───── Text extract ─────

# You're vs Your



## Guest (Feb 19, 2003)

Why don't people understand the difference between and correct usage of "you're" and "your"? It drives me NUTS!!!!!!


----------



## jampott (Sep 6, 2003)

> Why don't people understand the difference between and correct usage of "you're" and "your"? It drives me NUTS!!!!!!


It seems you managed to miss out the commas around your clause.....

(pot, kettle, black, glass houses, stones..... etc. etc.)


----------



## pgtt (May 7, 2002)

Im crap at english. I was taught grammer at such a young age i have completely forgotten. I don't no about you guys but i never did any english grammer at secondary school. We had to read boring shakespear books instead. [smiley=sleeping.gif] [smiley=zzz.gif]


----------



## coupe-sport (May 7, 2002)

> Im crap at english


really... ?


----------



## pgtt (May 7, 2002)

yer im Greek


----------



## garyc (May 7, 2002)

Try 'affect' and 'effect'.


----------



## mike_bailey (May 7, 2002)

Your Greek eh?


----------



## pgtt (May 7, 2002)

> Your Greek eh?


Yep


----------



## PaulS (Jun 15, 2002)

> Im crap at english. I was taught grammer at such a young age i have completely forgotten. I don't no about you guys but i never did any english grammer at secondary school.


Really? Â :



> We had to read boring shakespear books instead. [smiley=sleeping.gif] [smiley=zzz.gif]


Were they in Greek?

─────

→ **Written problem**: In the forum thread about "you're" and "your," what nationality does pgtt claim?

───── Records shown ─────

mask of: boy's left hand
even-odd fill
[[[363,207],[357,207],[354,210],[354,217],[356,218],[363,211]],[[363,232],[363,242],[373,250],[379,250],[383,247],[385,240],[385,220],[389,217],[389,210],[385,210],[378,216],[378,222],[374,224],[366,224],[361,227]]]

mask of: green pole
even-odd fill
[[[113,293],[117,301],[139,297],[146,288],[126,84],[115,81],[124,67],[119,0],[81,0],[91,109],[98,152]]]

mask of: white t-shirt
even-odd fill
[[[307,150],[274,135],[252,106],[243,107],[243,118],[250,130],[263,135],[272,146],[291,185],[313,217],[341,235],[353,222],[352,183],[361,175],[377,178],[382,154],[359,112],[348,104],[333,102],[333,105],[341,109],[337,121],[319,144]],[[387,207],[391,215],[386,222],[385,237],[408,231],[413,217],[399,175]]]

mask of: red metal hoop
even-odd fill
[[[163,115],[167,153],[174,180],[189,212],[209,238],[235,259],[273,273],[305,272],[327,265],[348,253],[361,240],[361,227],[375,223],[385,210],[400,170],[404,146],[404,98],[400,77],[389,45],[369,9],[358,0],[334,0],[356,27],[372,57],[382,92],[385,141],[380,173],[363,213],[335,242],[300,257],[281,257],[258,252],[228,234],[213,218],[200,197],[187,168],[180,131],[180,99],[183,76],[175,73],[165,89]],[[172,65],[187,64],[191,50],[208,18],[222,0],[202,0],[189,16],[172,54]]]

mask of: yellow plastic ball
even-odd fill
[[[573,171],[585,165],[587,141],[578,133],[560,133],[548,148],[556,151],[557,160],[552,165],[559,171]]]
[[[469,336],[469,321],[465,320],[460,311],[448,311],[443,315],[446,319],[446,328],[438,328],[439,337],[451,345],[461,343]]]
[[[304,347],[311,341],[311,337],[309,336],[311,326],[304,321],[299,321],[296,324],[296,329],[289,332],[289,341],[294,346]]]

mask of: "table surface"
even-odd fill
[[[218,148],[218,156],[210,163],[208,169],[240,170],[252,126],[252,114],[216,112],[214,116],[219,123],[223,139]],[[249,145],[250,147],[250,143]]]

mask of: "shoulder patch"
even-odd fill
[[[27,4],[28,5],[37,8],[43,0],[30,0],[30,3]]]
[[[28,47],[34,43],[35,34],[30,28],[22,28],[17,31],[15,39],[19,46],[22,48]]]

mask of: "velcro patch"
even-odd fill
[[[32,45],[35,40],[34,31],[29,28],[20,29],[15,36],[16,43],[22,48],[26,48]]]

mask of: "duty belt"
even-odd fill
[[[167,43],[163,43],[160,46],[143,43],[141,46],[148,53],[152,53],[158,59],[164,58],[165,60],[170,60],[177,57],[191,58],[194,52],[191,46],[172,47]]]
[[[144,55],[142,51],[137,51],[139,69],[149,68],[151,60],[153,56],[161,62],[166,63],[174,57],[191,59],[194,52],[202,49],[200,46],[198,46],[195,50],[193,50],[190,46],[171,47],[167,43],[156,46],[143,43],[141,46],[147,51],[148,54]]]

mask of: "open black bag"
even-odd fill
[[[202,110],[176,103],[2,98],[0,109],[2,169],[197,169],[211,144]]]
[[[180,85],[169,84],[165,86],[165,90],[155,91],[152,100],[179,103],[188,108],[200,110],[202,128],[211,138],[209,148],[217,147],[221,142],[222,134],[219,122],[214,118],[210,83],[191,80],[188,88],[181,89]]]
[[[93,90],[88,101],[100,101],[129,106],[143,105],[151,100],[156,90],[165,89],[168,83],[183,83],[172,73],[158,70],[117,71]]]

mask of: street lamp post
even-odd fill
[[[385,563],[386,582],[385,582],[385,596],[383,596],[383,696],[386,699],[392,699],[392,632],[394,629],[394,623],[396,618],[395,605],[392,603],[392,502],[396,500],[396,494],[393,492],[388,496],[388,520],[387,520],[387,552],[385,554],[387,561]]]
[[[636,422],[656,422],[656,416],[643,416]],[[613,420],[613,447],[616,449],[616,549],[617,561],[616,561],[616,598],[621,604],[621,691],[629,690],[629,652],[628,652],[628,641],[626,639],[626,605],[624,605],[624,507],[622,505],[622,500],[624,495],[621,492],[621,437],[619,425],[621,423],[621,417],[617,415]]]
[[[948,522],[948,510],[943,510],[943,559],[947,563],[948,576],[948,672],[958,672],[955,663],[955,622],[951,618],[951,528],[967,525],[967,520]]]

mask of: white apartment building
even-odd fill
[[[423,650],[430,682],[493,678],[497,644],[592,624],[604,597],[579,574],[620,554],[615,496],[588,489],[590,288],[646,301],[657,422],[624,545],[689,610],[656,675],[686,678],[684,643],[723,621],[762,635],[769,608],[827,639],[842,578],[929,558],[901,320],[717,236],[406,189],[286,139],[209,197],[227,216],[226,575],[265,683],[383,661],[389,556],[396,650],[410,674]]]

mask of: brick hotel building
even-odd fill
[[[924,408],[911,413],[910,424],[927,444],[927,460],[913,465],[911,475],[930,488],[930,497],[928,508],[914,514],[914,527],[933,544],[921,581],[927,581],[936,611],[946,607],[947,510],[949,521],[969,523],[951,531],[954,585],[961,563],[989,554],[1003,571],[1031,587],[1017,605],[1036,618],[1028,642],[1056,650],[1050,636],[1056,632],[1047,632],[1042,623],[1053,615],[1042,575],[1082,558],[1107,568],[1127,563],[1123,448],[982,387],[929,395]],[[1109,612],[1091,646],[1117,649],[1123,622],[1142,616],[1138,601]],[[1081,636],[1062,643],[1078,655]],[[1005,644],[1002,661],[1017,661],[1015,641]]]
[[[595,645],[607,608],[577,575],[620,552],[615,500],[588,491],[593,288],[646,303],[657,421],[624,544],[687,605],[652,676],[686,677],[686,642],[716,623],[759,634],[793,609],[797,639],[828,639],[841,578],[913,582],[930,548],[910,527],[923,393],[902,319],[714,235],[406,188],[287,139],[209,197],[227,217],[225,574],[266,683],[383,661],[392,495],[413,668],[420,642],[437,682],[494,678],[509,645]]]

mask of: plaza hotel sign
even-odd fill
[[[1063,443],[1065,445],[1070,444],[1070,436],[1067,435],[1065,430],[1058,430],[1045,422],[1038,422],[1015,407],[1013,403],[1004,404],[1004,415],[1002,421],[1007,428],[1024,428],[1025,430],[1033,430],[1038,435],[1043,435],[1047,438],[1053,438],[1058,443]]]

─────

→ **Result below**: Greek.